Tasks to carry out
(1) Repeat the part of the downtown ambassadors excerpt starting with "Maybe 30 people" and going on through "was their routine.".
(2) According to the downtown ambassadors excerpt, what number did the two ambassadors dial to get the woman a ride?
(3) Continue the downtown ambassadors excerpt from where it stops.

Excerpt provided: Begin

For the NEIGHBORS project, I took a look at how the pandemic changed downtown through the eyes of two downtown ambassadors, charged with waking people sleeping on the street in the mornings.
Here’s how it starts:
Brendan Haviland and Ray Gilkey, two ambassadors with the Downtown Partnership, set out before 6 a.m. Tuesday to wake the people who sleep on Fourth Avenue.
Maybe 30 people had bedded down along the quiet buildings and under trees in Peratrovich Park. Feet jutted out of doorways and bodies lay under piles of blankets. An older woman sat on the sidewalk outside the 4th Avenue Market Place in her stocking feet. She was soaked with urine. A pair of shoes sat nearby.
“Anchorage Downtown Partnership. Do you think you’re able to get up? Ma’am?” Haviland said gently. “Ma’am?”
“We got tourists coming down,” Gilkey said.
The woman started hollering. Her words melted together. She mentioned health problems, but they couldn’t make out the details. They dialed 311 to get her a ride to the sleep-off center with the hope that safety officers would take her to the hospital if she needed it. Then, they waited. This was their routine.

Excerpt provided: End
Entries provided: Begin

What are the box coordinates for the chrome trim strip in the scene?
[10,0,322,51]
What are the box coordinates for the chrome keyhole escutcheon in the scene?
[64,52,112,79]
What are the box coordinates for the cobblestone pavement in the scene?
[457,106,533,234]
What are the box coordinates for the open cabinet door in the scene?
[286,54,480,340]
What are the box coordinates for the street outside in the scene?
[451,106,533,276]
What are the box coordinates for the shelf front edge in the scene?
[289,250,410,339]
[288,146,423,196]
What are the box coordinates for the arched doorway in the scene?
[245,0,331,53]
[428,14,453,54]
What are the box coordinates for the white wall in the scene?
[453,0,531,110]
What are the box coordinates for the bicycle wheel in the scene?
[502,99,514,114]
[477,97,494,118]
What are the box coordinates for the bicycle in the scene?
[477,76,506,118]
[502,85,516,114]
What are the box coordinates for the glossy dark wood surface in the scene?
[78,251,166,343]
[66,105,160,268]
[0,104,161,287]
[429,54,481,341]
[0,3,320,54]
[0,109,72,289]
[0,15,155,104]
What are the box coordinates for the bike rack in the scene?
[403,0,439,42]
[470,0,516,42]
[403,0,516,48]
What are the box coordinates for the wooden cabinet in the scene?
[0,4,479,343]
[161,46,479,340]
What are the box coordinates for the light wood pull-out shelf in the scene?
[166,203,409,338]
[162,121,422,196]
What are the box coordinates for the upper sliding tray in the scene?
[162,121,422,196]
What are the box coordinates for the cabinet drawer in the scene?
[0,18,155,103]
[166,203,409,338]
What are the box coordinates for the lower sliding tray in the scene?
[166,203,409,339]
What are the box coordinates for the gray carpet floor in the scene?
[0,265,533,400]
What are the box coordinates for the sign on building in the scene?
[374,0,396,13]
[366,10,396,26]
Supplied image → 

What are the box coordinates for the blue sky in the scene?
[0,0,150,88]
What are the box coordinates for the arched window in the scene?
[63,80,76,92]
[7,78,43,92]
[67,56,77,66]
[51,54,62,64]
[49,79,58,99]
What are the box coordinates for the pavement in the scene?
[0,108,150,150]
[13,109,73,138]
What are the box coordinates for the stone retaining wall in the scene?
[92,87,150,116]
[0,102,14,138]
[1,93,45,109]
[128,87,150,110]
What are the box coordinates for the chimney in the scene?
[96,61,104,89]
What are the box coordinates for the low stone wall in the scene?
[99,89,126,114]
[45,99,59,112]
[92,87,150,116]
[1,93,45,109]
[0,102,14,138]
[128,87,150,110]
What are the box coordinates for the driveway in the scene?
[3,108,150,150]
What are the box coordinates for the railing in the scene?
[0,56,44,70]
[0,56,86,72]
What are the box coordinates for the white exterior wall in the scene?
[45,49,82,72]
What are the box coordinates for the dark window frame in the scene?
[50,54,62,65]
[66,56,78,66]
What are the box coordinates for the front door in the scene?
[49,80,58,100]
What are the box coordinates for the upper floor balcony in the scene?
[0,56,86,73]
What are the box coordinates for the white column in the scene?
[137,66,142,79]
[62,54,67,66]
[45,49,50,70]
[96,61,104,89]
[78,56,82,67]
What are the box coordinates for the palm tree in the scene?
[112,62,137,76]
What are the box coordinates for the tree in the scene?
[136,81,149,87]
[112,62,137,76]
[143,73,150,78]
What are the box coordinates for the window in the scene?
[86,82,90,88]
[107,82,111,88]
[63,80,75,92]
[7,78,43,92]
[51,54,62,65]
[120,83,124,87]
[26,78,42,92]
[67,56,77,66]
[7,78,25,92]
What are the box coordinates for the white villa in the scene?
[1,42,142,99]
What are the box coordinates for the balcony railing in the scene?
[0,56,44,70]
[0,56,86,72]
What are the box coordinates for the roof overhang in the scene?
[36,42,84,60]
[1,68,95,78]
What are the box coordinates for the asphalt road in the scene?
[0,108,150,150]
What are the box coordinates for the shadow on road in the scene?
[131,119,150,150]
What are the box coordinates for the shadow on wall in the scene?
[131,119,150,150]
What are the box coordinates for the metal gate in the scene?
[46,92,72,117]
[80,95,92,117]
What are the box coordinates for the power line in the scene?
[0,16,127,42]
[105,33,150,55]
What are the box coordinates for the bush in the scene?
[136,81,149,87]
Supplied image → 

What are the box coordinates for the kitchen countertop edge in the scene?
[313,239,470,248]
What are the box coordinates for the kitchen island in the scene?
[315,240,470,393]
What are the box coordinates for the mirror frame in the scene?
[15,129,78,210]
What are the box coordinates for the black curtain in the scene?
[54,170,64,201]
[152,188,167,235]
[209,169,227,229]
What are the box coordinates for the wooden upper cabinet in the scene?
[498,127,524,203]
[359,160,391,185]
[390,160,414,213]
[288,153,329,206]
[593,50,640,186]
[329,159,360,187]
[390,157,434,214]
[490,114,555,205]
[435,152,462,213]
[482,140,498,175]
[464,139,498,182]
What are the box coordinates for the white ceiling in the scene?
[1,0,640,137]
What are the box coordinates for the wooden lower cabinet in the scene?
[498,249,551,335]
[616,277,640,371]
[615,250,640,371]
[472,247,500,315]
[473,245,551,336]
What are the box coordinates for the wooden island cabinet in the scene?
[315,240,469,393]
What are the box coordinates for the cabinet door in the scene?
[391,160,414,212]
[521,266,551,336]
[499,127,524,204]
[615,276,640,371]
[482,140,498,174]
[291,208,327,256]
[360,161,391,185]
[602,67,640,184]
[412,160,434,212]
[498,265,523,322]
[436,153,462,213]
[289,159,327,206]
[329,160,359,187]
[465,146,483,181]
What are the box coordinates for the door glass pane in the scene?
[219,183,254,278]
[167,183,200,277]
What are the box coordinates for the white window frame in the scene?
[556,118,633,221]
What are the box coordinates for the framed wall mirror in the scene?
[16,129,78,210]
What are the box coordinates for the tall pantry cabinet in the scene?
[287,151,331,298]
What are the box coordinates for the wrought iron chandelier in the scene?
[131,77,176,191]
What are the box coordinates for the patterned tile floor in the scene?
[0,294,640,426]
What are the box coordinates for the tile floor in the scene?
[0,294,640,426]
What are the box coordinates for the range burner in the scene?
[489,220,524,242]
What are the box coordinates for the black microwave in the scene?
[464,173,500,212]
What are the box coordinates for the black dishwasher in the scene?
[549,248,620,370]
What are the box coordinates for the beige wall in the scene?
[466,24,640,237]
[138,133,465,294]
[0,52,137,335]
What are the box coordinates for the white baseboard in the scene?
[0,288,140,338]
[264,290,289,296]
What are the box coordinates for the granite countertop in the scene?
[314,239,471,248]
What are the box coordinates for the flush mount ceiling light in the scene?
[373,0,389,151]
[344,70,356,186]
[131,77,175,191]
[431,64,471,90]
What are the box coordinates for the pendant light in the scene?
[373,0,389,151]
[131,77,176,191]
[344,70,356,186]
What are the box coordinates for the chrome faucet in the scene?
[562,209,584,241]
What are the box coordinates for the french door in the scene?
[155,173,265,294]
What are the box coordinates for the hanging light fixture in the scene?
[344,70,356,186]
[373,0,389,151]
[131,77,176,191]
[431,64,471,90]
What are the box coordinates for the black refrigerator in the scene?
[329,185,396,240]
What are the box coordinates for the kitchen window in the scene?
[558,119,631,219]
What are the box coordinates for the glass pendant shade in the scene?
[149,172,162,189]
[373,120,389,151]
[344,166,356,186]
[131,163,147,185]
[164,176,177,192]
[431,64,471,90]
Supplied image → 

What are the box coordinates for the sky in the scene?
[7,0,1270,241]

Entries provided: End
Entries provided: Begin

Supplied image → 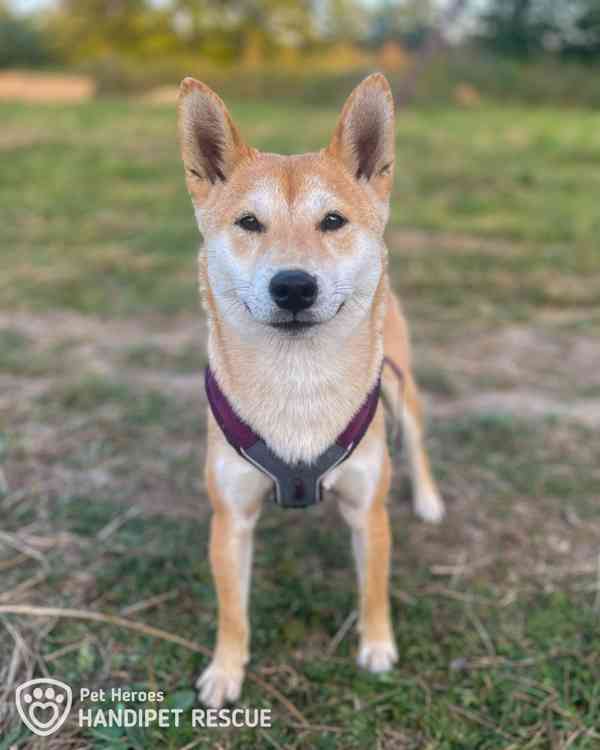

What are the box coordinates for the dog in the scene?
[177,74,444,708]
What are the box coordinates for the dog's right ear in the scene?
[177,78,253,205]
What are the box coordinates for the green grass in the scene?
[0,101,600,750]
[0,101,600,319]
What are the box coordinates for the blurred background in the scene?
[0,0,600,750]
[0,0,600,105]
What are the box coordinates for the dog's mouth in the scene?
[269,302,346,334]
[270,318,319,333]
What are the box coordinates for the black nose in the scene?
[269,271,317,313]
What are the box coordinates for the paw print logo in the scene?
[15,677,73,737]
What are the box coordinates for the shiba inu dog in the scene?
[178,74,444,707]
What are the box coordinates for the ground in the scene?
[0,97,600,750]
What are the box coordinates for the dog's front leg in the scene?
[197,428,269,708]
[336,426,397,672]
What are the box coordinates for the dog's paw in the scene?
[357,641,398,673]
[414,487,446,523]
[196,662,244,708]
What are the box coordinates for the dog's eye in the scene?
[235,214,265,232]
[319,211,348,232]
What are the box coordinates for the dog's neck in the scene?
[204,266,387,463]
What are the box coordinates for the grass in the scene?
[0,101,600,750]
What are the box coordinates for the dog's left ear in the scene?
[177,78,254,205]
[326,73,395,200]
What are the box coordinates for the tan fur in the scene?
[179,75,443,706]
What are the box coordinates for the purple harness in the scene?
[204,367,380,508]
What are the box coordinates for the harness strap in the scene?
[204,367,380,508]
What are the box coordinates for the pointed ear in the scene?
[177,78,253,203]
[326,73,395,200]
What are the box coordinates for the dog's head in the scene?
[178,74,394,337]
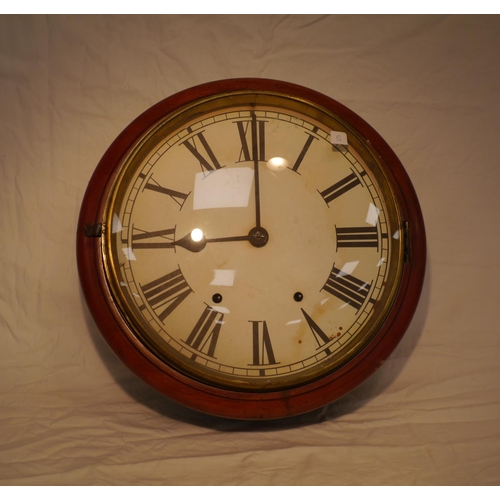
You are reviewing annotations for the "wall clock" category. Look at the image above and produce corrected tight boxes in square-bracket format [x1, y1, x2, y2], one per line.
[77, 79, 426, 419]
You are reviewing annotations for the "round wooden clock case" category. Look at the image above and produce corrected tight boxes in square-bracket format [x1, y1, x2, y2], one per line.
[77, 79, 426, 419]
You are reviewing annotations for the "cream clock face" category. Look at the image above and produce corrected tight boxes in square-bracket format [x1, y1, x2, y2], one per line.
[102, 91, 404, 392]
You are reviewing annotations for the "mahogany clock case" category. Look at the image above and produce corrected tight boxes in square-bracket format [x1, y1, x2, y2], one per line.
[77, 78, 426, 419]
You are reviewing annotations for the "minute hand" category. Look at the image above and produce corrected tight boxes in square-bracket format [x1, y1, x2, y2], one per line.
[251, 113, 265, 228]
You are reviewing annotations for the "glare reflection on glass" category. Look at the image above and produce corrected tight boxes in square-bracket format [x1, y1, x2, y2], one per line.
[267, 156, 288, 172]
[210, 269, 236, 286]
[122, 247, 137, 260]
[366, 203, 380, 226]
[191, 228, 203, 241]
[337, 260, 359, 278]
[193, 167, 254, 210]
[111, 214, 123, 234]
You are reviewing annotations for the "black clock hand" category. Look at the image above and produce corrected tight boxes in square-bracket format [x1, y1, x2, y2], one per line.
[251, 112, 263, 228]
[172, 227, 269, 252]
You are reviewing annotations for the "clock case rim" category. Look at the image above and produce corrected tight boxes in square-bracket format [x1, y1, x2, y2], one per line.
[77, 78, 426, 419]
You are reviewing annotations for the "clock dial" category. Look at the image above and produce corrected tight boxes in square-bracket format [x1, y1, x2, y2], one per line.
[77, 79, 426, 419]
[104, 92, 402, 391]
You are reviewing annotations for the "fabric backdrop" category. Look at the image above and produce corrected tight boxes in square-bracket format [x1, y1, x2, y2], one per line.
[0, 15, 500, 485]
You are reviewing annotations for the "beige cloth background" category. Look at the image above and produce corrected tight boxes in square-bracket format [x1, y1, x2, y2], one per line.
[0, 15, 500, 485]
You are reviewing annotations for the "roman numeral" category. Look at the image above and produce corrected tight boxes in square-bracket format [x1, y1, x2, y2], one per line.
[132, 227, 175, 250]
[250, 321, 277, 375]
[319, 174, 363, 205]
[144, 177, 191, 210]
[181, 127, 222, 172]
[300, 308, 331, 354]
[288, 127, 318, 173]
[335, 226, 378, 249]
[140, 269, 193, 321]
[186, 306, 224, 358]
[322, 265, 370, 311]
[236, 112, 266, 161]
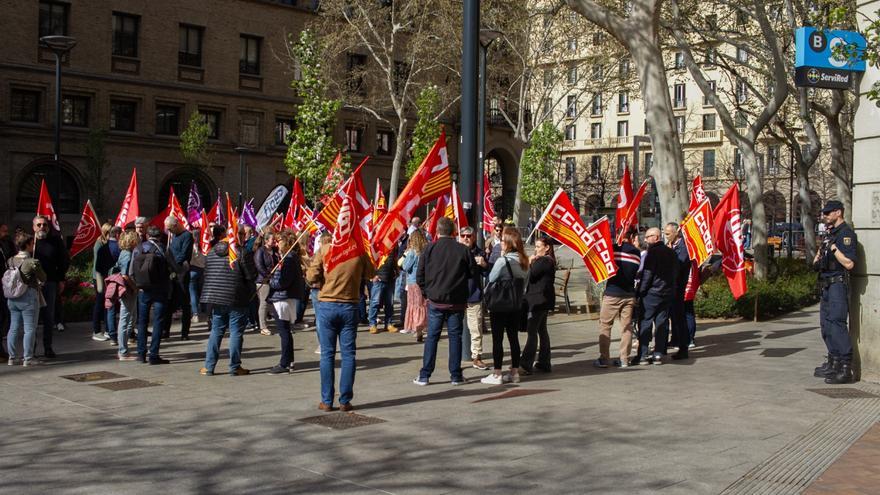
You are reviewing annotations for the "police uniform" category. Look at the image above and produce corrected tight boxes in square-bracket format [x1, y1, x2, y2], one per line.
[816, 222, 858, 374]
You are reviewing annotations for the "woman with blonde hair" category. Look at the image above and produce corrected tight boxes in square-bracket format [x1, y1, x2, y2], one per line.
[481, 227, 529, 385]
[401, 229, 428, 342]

Entries provided: End

Answers to the exercise
(1)
Maybe 30 people had bedded down along the quiet buildings and under trees in Peratrovich Park. Feet jutted out of doorways and bodies lay under piles of blankets. An older woman sat on the sidewalk outside the 4th Avenue Market Place in her stocking feet. She was soaked with urine. A pair of shoes sat nearby.
“Anchorage Downtown Partnership. Do you think you’re able to get up? Ma’am?” Haviland said gently. “Ma’am?”
“We got tourists coming down,” Gilkey said.
The woman started hollering. Her words melted together. She mentioned health problems, but they couldn’t make out the details. They dialed 311 to get her a ride to the sleep-off center with the hope that safety officers would take her to the hospital if she needed it. Then, they waited. This was their routine.

(2) 311

(3)
Downtown Anchorage is the historic heart of the city, a center of commerce, a significant source of property tax revenue and an entry point for tourists. The ambassadors are its guardians, a group of 21 people in neon vests and yellow jackets who take care of the neighborhood on behalf of the businesses. They give directions, remove snow, clean public restrooms, pick up trash and hose away all manner of bodily fluids. Some spend so much time interacting with the unhoused population, the regulars greet them with a fist bump. The jobs start at $16 an hour with benefits. The last few years, their work is increasingly complex.